§ Short exercise: Copy the lines below word for word, beginning at the line that contains "on the white" and ending with the final line.

§ Input data:
------------
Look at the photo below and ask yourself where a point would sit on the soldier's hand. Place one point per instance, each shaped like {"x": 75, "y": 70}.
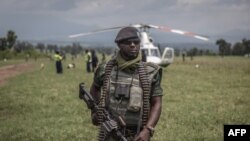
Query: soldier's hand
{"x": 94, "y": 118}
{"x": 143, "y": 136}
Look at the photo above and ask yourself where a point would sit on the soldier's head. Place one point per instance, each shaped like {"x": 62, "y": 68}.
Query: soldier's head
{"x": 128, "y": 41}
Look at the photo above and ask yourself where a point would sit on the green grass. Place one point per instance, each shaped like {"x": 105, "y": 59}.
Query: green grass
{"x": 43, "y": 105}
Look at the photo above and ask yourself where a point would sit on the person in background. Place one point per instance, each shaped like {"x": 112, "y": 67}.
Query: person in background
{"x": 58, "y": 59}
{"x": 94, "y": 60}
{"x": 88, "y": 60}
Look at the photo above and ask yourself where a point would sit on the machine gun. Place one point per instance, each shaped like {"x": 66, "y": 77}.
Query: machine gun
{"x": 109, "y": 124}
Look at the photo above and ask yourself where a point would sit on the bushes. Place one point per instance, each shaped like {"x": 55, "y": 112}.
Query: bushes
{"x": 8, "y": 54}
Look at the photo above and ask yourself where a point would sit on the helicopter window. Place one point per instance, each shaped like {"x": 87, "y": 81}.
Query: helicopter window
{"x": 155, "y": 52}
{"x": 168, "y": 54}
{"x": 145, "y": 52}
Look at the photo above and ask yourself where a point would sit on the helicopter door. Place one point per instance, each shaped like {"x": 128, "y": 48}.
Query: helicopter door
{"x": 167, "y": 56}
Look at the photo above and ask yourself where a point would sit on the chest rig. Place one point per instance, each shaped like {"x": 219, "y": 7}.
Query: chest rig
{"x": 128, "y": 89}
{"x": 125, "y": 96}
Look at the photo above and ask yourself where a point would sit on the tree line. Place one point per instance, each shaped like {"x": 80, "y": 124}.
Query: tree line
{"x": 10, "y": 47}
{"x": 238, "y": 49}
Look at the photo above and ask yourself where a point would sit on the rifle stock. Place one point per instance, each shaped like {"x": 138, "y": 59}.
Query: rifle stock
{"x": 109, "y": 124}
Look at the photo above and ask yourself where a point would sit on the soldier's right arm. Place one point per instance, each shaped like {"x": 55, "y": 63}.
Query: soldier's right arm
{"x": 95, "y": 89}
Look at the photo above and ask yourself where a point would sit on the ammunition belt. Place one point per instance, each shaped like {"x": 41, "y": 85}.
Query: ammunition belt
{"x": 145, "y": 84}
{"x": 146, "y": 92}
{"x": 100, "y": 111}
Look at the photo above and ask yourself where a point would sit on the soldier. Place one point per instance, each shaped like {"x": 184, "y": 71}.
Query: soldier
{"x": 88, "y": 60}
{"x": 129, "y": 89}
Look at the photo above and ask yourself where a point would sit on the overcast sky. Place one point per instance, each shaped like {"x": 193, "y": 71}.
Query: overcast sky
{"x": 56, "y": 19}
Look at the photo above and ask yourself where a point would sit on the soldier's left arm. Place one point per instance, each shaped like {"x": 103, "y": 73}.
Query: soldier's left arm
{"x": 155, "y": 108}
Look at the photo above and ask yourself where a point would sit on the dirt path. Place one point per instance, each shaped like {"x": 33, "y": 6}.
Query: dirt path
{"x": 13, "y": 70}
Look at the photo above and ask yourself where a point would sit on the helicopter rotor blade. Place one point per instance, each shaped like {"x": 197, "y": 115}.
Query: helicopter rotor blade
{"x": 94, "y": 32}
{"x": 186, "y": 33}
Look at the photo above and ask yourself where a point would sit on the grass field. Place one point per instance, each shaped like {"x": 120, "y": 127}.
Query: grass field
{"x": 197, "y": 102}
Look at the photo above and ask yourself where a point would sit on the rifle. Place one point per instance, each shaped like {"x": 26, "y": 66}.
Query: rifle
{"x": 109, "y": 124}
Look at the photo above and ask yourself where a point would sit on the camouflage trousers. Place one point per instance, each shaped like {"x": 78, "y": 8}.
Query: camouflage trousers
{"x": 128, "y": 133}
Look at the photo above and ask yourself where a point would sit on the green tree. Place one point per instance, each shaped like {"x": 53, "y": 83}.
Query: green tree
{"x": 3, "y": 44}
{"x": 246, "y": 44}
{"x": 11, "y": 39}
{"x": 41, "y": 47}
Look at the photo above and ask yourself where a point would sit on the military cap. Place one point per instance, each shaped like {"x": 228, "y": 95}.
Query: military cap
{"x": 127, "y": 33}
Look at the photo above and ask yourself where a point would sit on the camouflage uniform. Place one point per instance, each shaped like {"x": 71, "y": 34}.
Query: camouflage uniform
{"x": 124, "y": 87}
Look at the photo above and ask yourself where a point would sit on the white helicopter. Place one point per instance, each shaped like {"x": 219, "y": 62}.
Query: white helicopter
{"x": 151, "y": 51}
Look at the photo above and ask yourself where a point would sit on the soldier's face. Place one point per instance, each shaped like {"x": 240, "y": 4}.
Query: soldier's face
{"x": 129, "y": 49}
------------
§ Response to this exercise:
Look at the photo above and ask yourself where a point would sit on the white helicopter. Place one point per instance, each shaped like {"x": 219, "y": 62}.
Query: white helicopter
{"x": 151, "y": 51}
Look at the photo above and ask yourself where a point would sit on the soldier's face. Place one point per instance, each shaped like {"x": 240, "y": 4}.
Query: soldier's face
{"x": 129, "y": 49}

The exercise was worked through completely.